Georg Gisze – 1532 – Hans Holbein le Jeune

Hans Holbein le Jeune (1497-1543)

Georg Gisze

1532

Huile sur panneau
Dim 95,9 x 85,7 cm 

Conservé au musée d’Art à Berlin 

 

 

Le peintre 

Issu d’une famille d’artistes d’Augsbourg, en Bavière, Holbein fut d’abord formé par son père. En 1515, il s’installe à Bâle, en Suisse, où il se lia très vite d’amitié avec les humanistes de la ville.
Il réalisa ensuite des panneaux et des fresques, ainsi que des gravures sur bois destinées à des illustrations et des pages de titres d’ouvrages.
Holbein prospéra grâce à des commandes d’œuvres religieuses. Il créa une série de gravures sur bois pour la version allemande de la Bible traduite par Martin Luther, ainsi que des dessins à la plume pour Éloge de la folie d’Érasme.
Toutefois ses activités furent menacées par l’essor du protestantisme à Bâle, en 1522.
En 1526, manifestations iconoclastes et censure de la presse balayèrent la ville.
Face au déclin des commandes d’œuvres sacrées, Holbein se mit au portrait.
La même année il quitta Bâle pour échapper aux conflits religieux, qui n’épargnaient pas les artistes.
Muni d’une lettre de recommandation d’Érasme pour son ami sir Thomas More, l’auteur d’Utopie, dont Holbein avait illustré les éditions allemandes et latine en 1518, il se rendit en Angleterre.
Il y demeura deux ans, hébergé chez More, où il réalisa un superbe portrait de son hôte en 1527. Il représenta également la famille réunie, œuvre dont il ne reste qu’un dessin, mais qui fut le premier véritable portrait de famille profane.

▸ Consigne écrite 1
Répondez aux questions suivantes d'après l'extrait fourni :
(a) En quelle année Holbein s'installe-t-il à Bâle ?
(b) Pour quelle version de la Bible crée-t-il une série de gravures sur bois ?
(c) Combien de temps demeure-t-il en Angleterre chez More ?
▸ Consigne écrite 2
Imprimez sans rien changer le passage de l'extrait fourni qui débute aux mots « Il réalisa ensuite » et se termine après les mots « balayèrent la ville. ».

▸ Données enregistrées
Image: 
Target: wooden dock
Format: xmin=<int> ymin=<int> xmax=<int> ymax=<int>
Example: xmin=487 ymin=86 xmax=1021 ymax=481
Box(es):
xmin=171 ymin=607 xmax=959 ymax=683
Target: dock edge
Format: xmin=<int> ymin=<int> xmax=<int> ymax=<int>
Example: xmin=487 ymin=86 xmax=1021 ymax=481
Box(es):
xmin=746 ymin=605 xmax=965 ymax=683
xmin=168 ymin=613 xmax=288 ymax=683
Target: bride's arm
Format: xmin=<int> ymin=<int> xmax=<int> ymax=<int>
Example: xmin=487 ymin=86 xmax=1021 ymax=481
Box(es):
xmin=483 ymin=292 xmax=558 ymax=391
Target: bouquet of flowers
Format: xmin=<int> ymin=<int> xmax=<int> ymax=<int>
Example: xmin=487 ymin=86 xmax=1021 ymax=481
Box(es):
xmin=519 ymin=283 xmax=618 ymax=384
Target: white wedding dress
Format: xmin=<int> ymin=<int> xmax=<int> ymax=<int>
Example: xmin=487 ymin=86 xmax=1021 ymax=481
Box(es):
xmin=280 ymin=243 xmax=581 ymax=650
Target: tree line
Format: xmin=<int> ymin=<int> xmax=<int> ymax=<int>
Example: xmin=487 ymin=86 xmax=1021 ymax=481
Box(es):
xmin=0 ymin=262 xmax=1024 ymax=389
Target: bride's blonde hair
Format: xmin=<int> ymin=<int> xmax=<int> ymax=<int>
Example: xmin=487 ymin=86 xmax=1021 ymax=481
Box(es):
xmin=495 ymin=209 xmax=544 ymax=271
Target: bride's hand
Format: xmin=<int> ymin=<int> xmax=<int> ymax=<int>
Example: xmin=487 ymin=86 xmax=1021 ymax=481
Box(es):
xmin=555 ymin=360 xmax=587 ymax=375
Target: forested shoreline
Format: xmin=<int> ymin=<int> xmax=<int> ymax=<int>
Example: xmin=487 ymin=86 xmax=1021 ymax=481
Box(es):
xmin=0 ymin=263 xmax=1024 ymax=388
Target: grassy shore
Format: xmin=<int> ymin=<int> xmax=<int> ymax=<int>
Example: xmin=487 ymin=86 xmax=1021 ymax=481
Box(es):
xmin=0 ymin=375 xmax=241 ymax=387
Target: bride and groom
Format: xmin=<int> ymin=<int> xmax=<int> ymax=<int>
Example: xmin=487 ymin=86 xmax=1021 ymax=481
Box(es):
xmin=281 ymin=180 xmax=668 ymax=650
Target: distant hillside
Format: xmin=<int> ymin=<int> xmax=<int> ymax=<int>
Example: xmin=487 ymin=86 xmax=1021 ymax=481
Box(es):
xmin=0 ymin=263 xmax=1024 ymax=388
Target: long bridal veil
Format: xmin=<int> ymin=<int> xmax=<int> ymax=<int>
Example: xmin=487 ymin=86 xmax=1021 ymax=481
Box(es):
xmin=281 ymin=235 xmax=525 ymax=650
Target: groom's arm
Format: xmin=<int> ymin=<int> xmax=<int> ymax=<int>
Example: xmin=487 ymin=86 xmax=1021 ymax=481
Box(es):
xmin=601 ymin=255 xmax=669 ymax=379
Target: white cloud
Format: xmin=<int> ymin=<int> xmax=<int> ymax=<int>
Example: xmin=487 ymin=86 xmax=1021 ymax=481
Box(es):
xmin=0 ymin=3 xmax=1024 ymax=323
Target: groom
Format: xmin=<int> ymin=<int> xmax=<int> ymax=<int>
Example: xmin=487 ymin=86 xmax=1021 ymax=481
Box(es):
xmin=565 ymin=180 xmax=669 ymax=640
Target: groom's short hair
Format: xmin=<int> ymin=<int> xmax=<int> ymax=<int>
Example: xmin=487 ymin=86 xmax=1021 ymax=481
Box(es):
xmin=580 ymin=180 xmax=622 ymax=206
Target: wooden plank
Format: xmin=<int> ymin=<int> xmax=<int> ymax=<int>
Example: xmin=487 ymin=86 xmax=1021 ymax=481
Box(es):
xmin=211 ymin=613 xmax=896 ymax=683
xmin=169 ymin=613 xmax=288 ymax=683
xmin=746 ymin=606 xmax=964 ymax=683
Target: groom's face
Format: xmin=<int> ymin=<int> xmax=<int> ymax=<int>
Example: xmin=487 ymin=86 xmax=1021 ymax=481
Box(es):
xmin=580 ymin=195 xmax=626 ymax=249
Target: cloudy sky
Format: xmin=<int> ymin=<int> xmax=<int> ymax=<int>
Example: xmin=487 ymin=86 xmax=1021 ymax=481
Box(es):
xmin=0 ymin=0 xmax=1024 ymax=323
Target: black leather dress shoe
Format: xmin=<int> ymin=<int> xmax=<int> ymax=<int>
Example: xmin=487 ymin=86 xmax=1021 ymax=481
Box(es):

▸ Résultat attendu 1
(a) En 1515.
(b) Pour la version allemande de la Bible traduite par Martin Luther.
(c) Deux ans.

▸ Résultat attendu 2
Il réalisa ensuite des panneaux et des fresques, ainsi que des gravures sur bois destinées à des illustrations et des pages de titres d’ouvrages.
Holbein prospéra grâce à des commandes d’œuvres religieuses. Il créa une série de gravures sur bois pour la version allemande de la Bible traduite par Martin Luther, ainsi que des dessins à la plume pour Éloge de la folie d’Érasme.
Toutefois ses activités furent menacées par l’essor du protestantisme à Bâle, en 1522.
En 1526, manifestations iconoclastes et censure de la presse balayèrent la ville.